WHAT YOU SHOULD DO =
Reproduce the data below verbatim from the line containing "Where can the high-rise" through its final line, and produce nothing more.

GIVEN DATA =
○ ○ ○ ○ ○ ○ ○

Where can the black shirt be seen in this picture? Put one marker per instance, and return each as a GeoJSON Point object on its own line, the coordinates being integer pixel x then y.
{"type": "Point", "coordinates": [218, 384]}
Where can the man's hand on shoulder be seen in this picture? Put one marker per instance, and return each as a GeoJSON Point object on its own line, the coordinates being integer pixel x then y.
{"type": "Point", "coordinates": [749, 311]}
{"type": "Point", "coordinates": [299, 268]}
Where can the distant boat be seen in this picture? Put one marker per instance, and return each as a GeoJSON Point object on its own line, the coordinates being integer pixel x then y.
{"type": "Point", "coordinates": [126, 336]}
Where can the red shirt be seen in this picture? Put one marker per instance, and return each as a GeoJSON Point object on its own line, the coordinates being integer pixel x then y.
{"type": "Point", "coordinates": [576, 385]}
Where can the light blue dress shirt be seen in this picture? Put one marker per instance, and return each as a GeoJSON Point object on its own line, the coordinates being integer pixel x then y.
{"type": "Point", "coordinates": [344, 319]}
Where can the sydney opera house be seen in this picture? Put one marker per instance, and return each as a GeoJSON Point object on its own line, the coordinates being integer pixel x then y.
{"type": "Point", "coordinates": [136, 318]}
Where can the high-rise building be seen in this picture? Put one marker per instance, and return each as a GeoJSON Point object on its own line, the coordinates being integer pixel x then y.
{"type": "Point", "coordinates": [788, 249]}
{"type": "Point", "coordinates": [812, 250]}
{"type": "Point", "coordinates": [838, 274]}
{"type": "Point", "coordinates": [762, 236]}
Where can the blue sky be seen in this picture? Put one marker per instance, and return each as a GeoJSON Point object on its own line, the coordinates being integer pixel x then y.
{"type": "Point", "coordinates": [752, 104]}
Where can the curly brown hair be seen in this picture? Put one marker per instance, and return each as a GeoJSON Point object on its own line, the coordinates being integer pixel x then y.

○ ○ ○ ○ ○ ○ ○

RESPONSE AREA =
Where can the high-rise building be seen in this picture? Put one marker per instance, and return each as a GeoJSON Point object on its own line, the coordinates being integer pixel x then y.
{"type": "Point", "coordinates": [788, 249]}
{"type": "Point", "coordinates": [812, 250]}
{"type": "Point", "coordinates": [838, 274]}
{"type": "Point", "coordinates": [762, 236]}
Where can the blue sky be seen in this picture? Put one marker per instance, and return each as a GeoJSON Point object on its own line, the coordinates being integer pixel x then y.
{"type": "Point", "coordinates": [752, 104]}
Where can the curly brown hair be seen in this picture? Put one marker per instance, and return each as a GeoJSON Point object on its own line, the coordinates being integer pixel x then y.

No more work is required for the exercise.